● Directions: Could you reproduce every item below word for word, leaving the pictures out?

▼

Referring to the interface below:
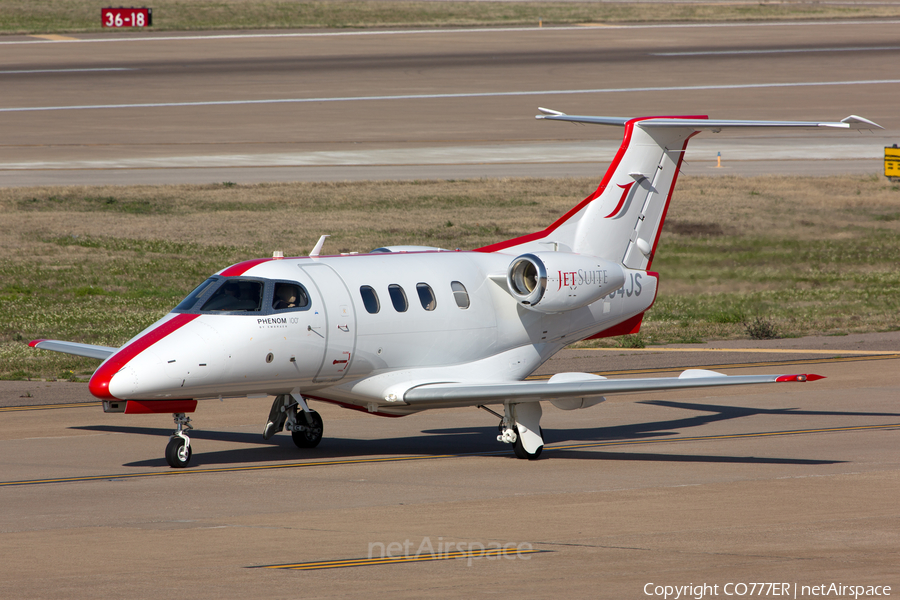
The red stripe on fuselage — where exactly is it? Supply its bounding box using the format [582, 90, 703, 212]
[220, 258, 275, 277]
[88, 314, 200, 400]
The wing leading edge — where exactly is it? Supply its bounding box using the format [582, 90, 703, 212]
[28, 340, 118, 360]
[403, 369, 824, 407]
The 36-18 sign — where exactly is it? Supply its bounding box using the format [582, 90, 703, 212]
[100, 7, 153, 27]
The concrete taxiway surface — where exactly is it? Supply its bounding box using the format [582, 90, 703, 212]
[0, 333, 900, 598]
[0, 20, 900, 186]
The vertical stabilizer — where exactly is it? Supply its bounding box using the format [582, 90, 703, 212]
[478, 108, 881, 270]
[480, 116, 705, 269]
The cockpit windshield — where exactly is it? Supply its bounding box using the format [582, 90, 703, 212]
[175, 277, 219, 310]
[200, 279, 263, 312]
[174, 275, 310, 314]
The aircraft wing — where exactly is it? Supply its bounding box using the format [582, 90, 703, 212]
[403, 369, 824, 407]
[28, 340, 118, 360]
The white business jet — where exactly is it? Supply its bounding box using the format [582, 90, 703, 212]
[31, 109, 880, 467]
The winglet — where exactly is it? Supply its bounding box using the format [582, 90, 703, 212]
[841, 115, 884, 131]
[309, 234, 331, 258]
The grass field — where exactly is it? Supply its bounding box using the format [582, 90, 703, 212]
[0, 175, 900, 379]
[0, 0, 900, 34]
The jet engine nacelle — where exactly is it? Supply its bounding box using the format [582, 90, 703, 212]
[506, 252, 625, 313]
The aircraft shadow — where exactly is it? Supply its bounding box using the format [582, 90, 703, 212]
[75, 400, 884, 468]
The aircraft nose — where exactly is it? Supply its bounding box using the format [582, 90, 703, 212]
[88, 314, 199, 400]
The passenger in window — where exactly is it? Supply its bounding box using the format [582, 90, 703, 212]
[272, 283, 309, 310]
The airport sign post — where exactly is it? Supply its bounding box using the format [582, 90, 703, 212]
[100, 6, 153, 27]
[884, 144, 900, 180]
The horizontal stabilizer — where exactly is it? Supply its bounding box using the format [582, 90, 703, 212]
[535, 108, 884, 132]
[28, 340, 118, 360]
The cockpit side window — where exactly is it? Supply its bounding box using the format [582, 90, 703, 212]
[200, 279, 263, 312]
[272, 281, 309, 310]
[416, 283, 437, 310]
[388, 283, 409, 312]
[359, 285, 381, 315]
[450, 281, 469, 309]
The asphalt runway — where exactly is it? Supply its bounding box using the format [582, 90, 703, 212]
[0, 20, 900, 186]
[0, 333, 900, 599]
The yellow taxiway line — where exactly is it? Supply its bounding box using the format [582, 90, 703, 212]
[571, 348, 900, 358]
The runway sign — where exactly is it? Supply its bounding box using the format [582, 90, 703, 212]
[884, 144, 900, 177]
[100, 7, 153, 27]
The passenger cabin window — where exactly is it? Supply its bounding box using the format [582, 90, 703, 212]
[200, 279, 263, 312]
[272, 282, 309, 310]
[416, 283, 437, 310]
[450, 281, 469, 308]
[388, 283, 409, 312]
[359, 285, 381, 315]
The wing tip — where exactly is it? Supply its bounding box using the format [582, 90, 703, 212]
[775, 373, 825, 383]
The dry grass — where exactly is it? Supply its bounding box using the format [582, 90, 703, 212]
[0, 176, 900, 378]
[0, 0, 900, 34]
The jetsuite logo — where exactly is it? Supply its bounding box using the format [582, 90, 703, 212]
[556, 269, 609, 291]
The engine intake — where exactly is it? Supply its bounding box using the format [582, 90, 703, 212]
[506, 252, 625, 313]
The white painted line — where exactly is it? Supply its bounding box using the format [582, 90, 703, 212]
[0, 79, 900, 113]
[0, 67, 137, 75]
[650, 46, 900, 56]
[0, 19, 900, 46]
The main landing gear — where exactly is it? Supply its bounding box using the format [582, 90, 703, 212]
[263, 394, 324, 448]
[478, 402, 544, 460]
[166, 413, 193, 469]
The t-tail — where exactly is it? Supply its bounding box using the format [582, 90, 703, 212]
[479, 108, 882, 270]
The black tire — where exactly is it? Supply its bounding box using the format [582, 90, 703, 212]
[513, 428, 544, 460]
[291, 411, 325, 448]
[166, 435, 192, 469]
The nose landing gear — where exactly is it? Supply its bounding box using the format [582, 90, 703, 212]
[166, 413, 193, 469]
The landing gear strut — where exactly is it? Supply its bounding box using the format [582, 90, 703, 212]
[479, 402, 544, 460]
[166, 413, 193, 469]
[263, 394, 324, 448]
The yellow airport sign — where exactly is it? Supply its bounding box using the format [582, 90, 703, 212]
[884, 144, 900, 177]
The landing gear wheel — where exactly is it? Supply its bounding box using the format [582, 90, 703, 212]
[166, 435, 191, 469]
[513, 427, 544, 460]
[291, 411, 324, 448]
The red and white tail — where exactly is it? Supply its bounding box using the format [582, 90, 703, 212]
[479, 108, 881, 270]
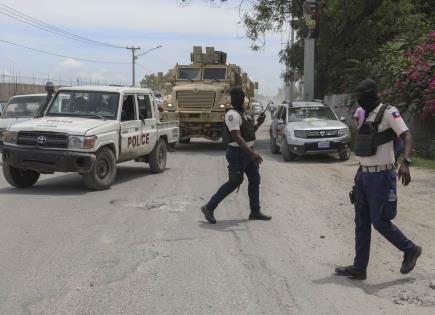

▲

● Task solution:
Referring to the interface below:
The red stripe on fuselage — where exactly is it? Supply its bounding box using the format [582, 90, 703, 212]
[220, 258, 275, 277]
[88, 314, 200, 400]
The wing leading edge — where exactly is it? Supply its bounding box using the format [582, 90, 703, 212]
[28, 340, 118, 360]
[403, 369, 824, 407]
The 36-18 sign — where exactly is it? Supply its bounding box using the format [582, 90, 703, 212]
[100, 7, 153, 27]
The concrete taxiway surface — where exactly is it? Supply its bounding box using the format [582, 90, 703, 212]
[0, 333, 900, 598]
[0, 20, 900, 186]
The vertical stabilizer — where exactly is it? Supply its bounding box using the format [582, 90, 703, 212]
[478, 108, 881, 270]
[480, 116, 705, 269]
The cockpit windshield — where exactly is it? Supply its bounding box using the format [582, 90, 703, 212]
[175, 277, 219, 310]
[200, 279, 263, 312]
[174, 275, 310, 314]
The aircraft wing — where exactly is it? Supply its bounding box using the format [582, 90, 703, 212]
[403, 369, 824, 407]
[28, 340, 118, 360]
The white business jet — where exactly is it? Supply its bounding box using the format [582, 90, 703, 212]
[31, 109, 880, 467]
The winglet — where exactly is it? Supply its bounding box using the format [582, 90, 703, 212]
[841, 115, 884, 131]
[309, 234, 331, 258]
The grass field — where exactly is it? Supply its bounding box using the format [582, 90, 703, 212]
[0, 175, 900, 379]
[0, 0, 900, 34]
The jet engine nacelle — where exactly is it? Supply its bounding box using the format [582, 90, 703, 212]
[506, 252, 625, 313]
The aircraft shadow — where exactly is it? Supply its bounding box using the format [582, 90, 703, 212]
[75, 400, 884, 468]
The aircraft nose — where exactly is it? Supply its bounding box using the format [582, 90, 703, 212]
[88, 314, 199, 400]
The passenger in window — where exactly is it? Supply its bounding box using the format [582, 90, 703, 212]
[272, 283, 309, 310]
The airport sign post — where exactly is it? Supply its bounding box using the format [582, 90, 703, 212]
[100, 6, 153, 27]
[884, 144, 900, 180]
The horizontal stabilizer — where exactly is it? Supply its bounding box using the format [582, 90, 703, 212]
[535, 108, 884, 132]
[28, 340, 118, 360]
The cockpit side window — where exactly is it? Supply its bounding box using the format [582, 90, 703, 212]
[200, 279, 263, 312]
[272, 281, 309, 310]
[416, 283, 437, 310]
[388, 283, 409, 312]
[359, 285, 381, 315]
[450, 281, 469, 309]
The asphalt runway — where exactly is it? Supply its bounding box using the format [582, 90, 703, 212]
[0, 20, 900, 186]
[0, 333, 900, 599]
The yellow taxiway line — where exactly is it? Supply its bounding box using the format [582, 90, 703, 212]
[571, 348, 900, 358]
The runway sign — where exactly is it? Supply its bounding box using the format [582, 90, 703, 212]
[884, 144, 900, 177]
[100, 7, 153, 27]
The passenger cabin window — where exactly is it? Supply its bounding box using the format [582, 90, 703, 212]
[200, 279, 263, 312]
[272, 282, 309, 310]
[416, 283, 437, 310]
[450, 281, 469, 308]
[388, 283, 409, 312]
[359, 285, 381, 315]
The wing tip — where exactly is it? Supply its bounding box using the format [582, 90, 703, 212]
[775, 373, 825, 383]
The dry grass — where exactly is it? Supply its bounding box using the format [582, 90, 703, 212]
[0, 176, 900, 378]
[0, 0, 900, 34]
The jetsuite logo — where exactly is it? Supply its bounding box using the format [582, 90, 703, 212]
[556, 269, 609, 291]
The engine intake — where exactly is it? Supply its bounding box using the format [582, 90, 703, 212]
[506, 252, 625, 313]
The white painted line — where exactly is it? Supply its bounding box using the format [582, 90, 703, 212]
[0, 79, 900, 113]
[0, 67, 137, 75]
[650, 46, 900, 56]
[0, 19, 900, 46]
The main landing gear — where exactly is it? Supply its bounding box using the format [582, 90, 703, 212]
[263, 394, 324, 448]
[478, 402, 544, 460]
[166, 413, 193, 469]
The t-tail — where exactly is it? Supply its bounding box using the format [582, 90, 703, 212]
[479, 108, 882, 270]
The black tire — where exactly is it? Supply its bounding box using the format [582, 90, 703, 212]
[513, 428, 544, 460]
[291, 411, 325, 448]
[166, 435, 192, 469]
The nose landing gear — where exactly is it? Supply its bounding box using the format [582, 90, 703, 212]
[166, 413, 193, 469]
The landing gear strut — where exactly is it? Supply its bounding box using the format [582, 90, 703, 212]
[479, 402, 544, 460]
[166, 413, 193, 469]
[263, 394, 324, 448]
The yellow airport sign — where exactly is it? Supply its bounding box using the format [582, 90, 703, 212]
[884, 144, 900, 177]
The landing gear wheel — where exactly is it? Supply its bounding box using the format [582, 90, 703, 212]
[166, 435, 191, 469]
[513, 427, 544, 460]
[291, 411, 324, 448]
The red and white tail — where exactly is it? Supply its bounding box using the format [582, 90, 703, 212]
[479, 108, 881, 270]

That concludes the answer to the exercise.